North Carolina needs a state wetlands permitting program

The NC Environmental Management Commission (EMC) has proposed a temporary rule to establish a state permitting program to manage impacts to over a million acres of wetlands in North Carolina. Wetlands and small streams play a critical role in filtering harmful pollution, protecting drinking water, sustaining our wildlife, and reducing flooding downstream. The proposal by the EMC fills a critical permitting gap created by the rollbacks of federal wetland protections. Environmental advocates are generally supporting the proposal, with a few modifications.

Take Action by April 12th

Help us show the EMC that North Carolinians support protecting our wetlands by sending an email today!

Public comments on the proposed temporary rule can be submitted to PublicComments@ncdenr.gov, with ‘Wetlands Rules’ in the subject line, by 5 pm on Friday, April 12.

Here are our key talking points:

● Wetlands and small streams reduce flooding downstream. In a time when storms are getting more intense and flooding more frequent, losses in the landscape’s natural flood storage capacity translate directly to loss of homes and businesses in the watershed.
● Wetlands and small streams also clean our drinking water, recharge groundwater, and sustain fisheries and wildlife.
● The proposed temporary rule will establish a permitting program to ensure that impacts to wetlands and small streams are better managed to protect neighbors and the public.
● Because the loss of wetlands and streams happens mostly through the proverbial ‘death by a thousand cuts’ – hundreds of small projects rather than just a few large ones – it’s important that the threshold below which projects can proceed with no review be as low as possible.

Although advocates want the EMC to adopt the temporary rule, we are concerned about one aspect of the proposal: it allows projects with up to ½ acre of impacts (1/3 acre in the mountains) to proceed with no review and no mitigation to offset impacts. Since most ongoing loss of wetlands and streams happens from hundreds of small projects rather than a few big projects, the cumulative losses under the ½ acre threshold will be significant. If this is not fixed in the temporary rule, it should be addressed in the permanent rule to follow this Fall.

Some Background

In April 2020, the Environmental Protection Agency and the U.S. Army Corps of Engineers issued a new rule eliminating federal oversight for millions of acres of wetlands and small streams. The Southern Environmental Law Center has estimated the rule resulted in a loss of federal protections for roughly 900,000 acres in the Cape Fear and Neuse river basins alone — much larger across the Coastal Plain as a whole, or statewide.

North Carolina has already lost more than 50% of our wetlands and those that remain are vital for absorbing stormwater and preventing flooding downstream, among the many other benefits they provide. READ MORE ABOUT THE IMPORTANCE OF WETLANDS HERE!

*Raw records:*
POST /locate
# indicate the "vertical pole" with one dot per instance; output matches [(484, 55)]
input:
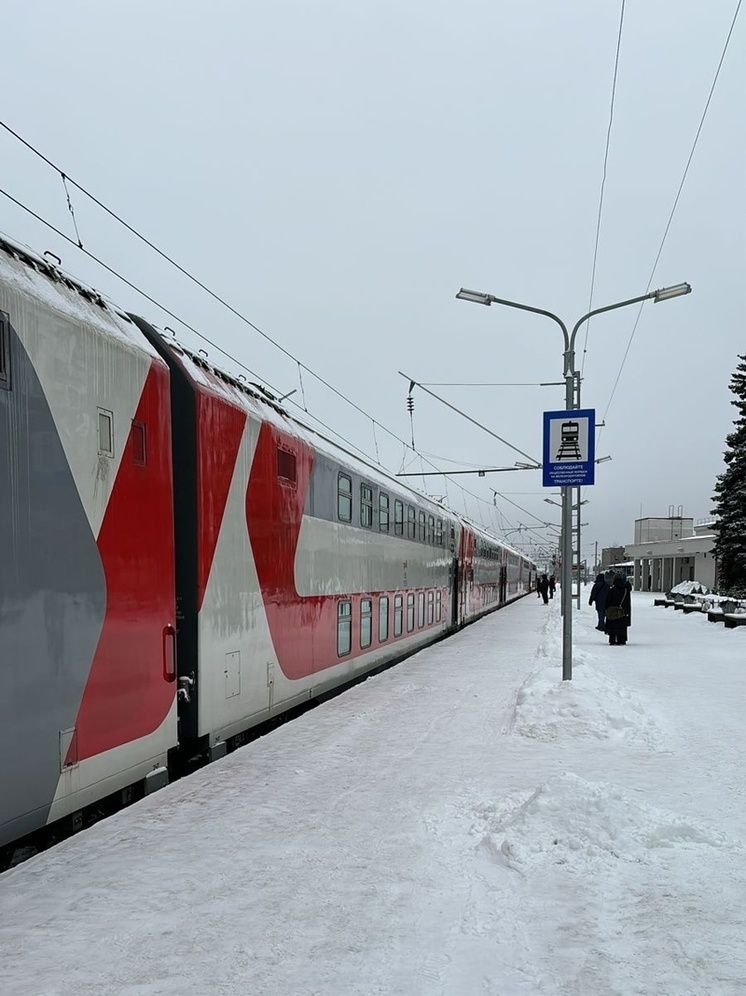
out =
[(567, 541), (566, 584)]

*Directive:* The piece on North Carolina's wetlands permitting program objects to letting projects with up to ½ acre of impacts proceed without review. In one to three sentences, explain why it wants that threshold set as low as possible.

*Written answer:* Most of the loss of wetlands and streams comes from hundreds of small projects rather than a few large ones, a "death by a thousand cuts." Projects under the ½ acre threshold get no review and no mitigation, so their combined losses would be significant.